### DATA FOR REVIEW
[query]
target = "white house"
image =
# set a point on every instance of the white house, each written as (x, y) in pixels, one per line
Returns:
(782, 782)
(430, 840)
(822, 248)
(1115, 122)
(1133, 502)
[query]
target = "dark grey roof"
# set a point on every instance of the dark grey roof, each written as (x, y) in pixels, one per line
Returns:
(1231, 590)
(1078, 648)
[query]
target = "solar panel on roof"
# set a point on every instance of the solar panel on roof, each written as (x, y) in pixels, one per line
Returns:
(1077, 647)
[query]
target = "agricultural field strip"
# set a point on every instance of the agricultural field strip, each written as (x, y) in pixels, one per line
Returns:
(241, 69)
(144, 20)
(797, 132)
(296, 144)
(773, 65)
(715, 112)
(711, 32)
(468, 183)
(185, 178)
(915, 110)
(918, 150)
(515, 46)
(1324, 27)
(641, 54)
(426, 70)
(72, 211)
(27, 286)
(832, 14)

### WHAT IS REQUIRED
From the line that contains "# set a point on every instance of the dark" through the end of the records above, print every line exactly and nothing else.

### TASK SOLUTION
# set a point on every instance of the dark grey roof, each written as (x, y) in pixels, one per line
Returns:
(1231, 590)
(1078, 648)
[query]
target = "solar panel on roof"
# set a point on every instance of the solar panel on roof, each written as (x, y) in pixels, one per line
Returns:
(1077, 647)
[query]
target = "agricultural field strip"
# set a point on every instance of the agricultural field strip, each written as (x, y) in pixels, one per line
Returns:
(241, 69)
(144, 20)
(797, 132)
(296, 144)
(773, 65)
(715, 112)
(711, 32)
(468, 183)
(185, 178)
(915, 110)
(918, 150)
(515, 46)
(1324, 27)
(641, 54)
(426, 70)
(72, 211)
(27, 286)
(832, 14)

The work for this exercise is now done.